Nothing but an exact repeat of the entries below should appear in your answer.

Referring expression data:
◇ ◇ ◇
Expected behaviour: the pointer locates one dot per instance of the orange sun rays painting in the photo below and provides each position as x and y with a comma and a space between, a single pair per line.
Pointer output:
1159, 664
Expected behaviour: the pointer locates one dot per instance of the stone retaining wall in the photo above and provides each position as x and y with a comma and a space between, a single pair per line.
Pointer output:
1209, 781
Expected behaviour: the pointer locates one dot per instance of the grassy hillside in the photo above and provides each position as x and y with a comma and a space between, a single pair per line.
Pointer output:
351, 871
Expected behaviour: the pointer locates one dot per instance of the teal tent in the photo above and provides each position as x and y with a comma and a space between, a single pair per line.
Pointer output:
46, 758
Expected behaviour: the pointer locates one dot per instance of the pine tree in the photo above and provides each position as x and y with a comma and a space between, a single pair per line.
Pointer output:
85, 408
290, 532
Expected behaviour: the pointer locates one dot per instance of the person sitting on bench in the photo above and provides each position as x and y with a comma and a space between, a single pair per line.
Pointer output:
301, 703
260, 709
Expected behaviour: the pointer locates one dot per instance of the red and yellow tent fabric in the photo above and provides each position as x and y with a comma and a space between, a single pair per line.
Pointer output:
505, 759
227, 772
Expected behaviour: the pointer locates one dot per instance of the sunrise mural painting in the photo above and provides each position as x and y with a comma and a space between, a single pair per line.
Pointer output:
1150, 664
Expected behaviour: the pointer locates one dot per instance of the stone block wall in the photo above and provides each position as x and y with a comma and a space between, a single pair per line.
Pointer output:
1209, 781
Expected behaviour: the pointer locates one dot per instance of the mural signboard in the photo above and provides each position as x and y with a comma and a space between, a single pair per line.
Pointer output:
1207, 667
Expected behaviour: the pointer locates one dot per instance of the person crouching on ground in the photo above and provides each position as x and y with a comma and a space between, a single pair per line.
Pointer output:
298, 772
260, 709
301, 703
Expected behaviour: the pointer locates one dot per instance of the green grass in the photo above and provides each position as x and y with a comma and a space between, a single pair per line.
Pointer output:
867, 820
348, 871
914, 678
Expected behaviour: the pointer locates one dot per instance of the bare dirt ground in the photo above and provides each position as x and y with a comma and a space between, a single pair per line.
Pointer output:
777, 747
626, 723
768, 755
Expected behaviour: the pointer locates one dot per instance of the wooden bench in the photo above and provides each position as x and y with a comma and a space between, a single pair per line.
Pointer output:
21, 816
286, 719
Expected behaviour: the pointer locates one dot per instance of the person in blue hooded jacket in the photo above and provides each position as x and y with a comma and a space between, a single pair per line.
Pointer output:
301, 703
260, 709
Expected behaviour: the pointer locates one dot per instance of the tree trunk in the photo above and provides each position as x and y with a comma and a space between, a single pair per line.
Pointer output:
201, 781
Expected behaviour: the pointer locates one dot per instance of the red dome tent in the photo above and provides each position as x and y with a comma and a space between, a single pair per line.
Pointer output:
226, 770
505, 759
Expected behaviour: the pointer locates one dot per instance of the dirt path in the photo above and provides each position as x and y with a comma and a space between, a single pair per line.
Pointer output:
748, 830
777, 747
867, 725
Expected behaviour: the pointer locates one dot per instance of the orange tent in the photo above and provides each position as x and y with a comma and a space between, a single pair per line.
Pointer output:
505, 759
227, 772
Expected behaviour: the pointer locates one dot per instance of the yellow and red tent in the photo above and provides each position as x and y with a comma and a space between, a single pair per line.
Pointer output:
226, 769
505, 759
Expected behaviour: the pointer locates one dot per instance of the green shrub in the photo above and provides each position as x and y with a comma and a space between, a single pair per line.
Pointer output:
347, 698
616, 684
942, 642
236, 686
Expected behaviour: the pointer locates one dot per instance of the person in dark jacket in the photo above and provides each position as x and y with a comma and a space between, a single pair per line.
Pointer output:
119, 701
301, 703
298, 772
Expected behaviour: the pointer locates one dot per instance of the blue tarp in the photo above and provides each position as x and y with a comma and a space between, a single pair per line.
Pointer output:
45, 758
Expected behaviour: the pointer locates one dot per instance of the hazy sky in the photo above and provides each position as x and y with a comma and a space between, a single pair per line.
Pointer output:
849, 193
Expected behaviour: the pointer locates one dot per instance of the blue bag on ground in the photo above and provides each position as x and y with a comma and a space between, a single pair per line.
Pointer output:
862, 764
◇ ◇ ◇
▶ [OUTPUT BELOW]:
Expected behaviour: the pointer locates one dot per instance of the orange sun rays painting in the photo below and provides each position as x and y with a comma and a space between, a single pair per line.
Pointer output:
1159, 664
Expected behaviour: the pointer locates one dot per instance of the stone retaining wall in the photo above and provides each position as x and y with a comma and a space between, a single pair per line.
Pointer output:
1209, 781
Expected behaviour: the pointer locates one dot per instance of the grassy hillside in the photo above and provides each position as x and y with a comma and a space between, a single pair per line.
Pointer output:
351, 871
Expected behaviour: the pointer locates one dot per instance of the teal tent in the photo above and provides each position as x and y with a comma and a space between, a single pair per line.
Pointer output:
46, 758
Expected behaviour: the pointer locates one dot per instance of the pine tree in the photo above and provides each position as x and y with a comma and a space between, a single pair per line.
Pointer output:
85, 408
290, 532
Expected behaviour: the pointer locates one dot per instance of the person sitting on bench in the photo above and provides each position as x and y with a comma and a space between, a single pair per line.
Pointer output:
301, 703
260, 709
Expected behaviour: the pointer locates one dot per instance of the red and yellow tent fabric in the photo above and provides each position as x and y with a comma and a space between, a single pair per line.
Pointer output:
505, 759
227, 772
Expected behaviour: the pointer locates one dot per instance of the sunrise mural painting in the photo above and provides each position as x and y with a comma and a space between, a single pair per line.
Pointer output:
1150, 664
Expected behaviour: the pointer locates one dot per instance of the stone block wall in the photo above and provides each position as x and y with a comma and a space between, a single pair per line.
Pointer output:
1209, 781
Expected behaviour: the pointer locates one dot per instance of the mural signboard in the photo above and provides each position as x and y with a comma and a space between, a single pair per line.
Pointer output:
1207, 667
Expected behaviour: the pointer locates one dot per instance of the person crouching on ground in the photo above and provides each position as x and y with a comma and a space between, a single pair per line.
Pointer output:
298, 772
260, 709
301, 703
Expected behaviour: the pointer locates one dot per instance of the green grass in the photo above and provides each position as x and y with a comma and a space between, a single pair per line.
Pointer output:
867, 820
348, 871
914, 678
Expected behaviour: the pointer locates one dot per instance of the bare dirt ground in the photo above and provides each position as x and y with a comma and a space between, a single pair per line.
Pointer output:
777, 747
626, 723
768, 755
Expected behaviour: the pointer locates one dot per instance of the wooden bench in the photo above and provides each position as x and y with a comma and a space between, a single pair per line.
Pointer output:
21, 816
286, 719
Expected behaviour: the pointer locates one dot per instance of the person in blue hooded jacket in the photo above and provides each position as x and y with a comma and a space between, a single pair per line.
Pointer output:
301, 703
260, 709
Expected behaviour: the pointer locates one dot per instance of the tree trunk in the photo above and provides each position as x and y with a comma and a space between, a single pair per line.
Pointer output:
201, 781
Expected behaviour: the pointer locates one dot per instance of the red dome tent in the photo above and provides each position as x and y with a comma and a space between, a single pair per line.
Pointer output:
226, 770
505, 759
Expected behaviour: the pointer locates one dot per instance of the dirt path in the photo above and provides each position as x and y with a comma and a space between, a single pair per line.
Pointer output:
748, 830
777, 747
867, 725
Expected behaviour: the pointer locates one dot per instance of the orange tent in the photo above and provides each position as x and y with a comma and a space between, a single pair per line.
Pointer output:
505, 759
227, 772
Expected behaviour: the pointer locates one dot per instance of the yellow and red tent in the photo above and provides each position as x and y with a comma and a space between, a single pair per line.
Pointer output:
226, 769
505, 759
Expected behaviour: the pointer locates one dot per instance of the green shrub in the photo above and provides each position as x and y with a comma and a space between, a single pair per line.
Pointer output:
347, 698
616, 684
942, 642
236, 686
Expected behaviour: the pointer locates one dot per instance of the person in dark jacket in the photo above and provides each position as x and y with a comma and a space between, a single pair per line.
Pointer output:
119, 701
301, 703
298, 772
Expected behaviour: the pointer locates one dot per instance of the blue tarp in the photo above and provides each position as x and y with a comma and a space between, a single pair per line.
Pointer output:
45, 758
Expected behaviour: the pointer locates one dot per instance of the hazy sky in the photo above and provides each position as x and y with a comma and a space between, a single pair per line.
Pointer output:
849, 193
Expected behaviour: the pointer locates one dot per instance of the blue bag on ground in the photo above and provides each position as x and y with a comma and a space between, a single pair per line.
Pointer output:
862, 764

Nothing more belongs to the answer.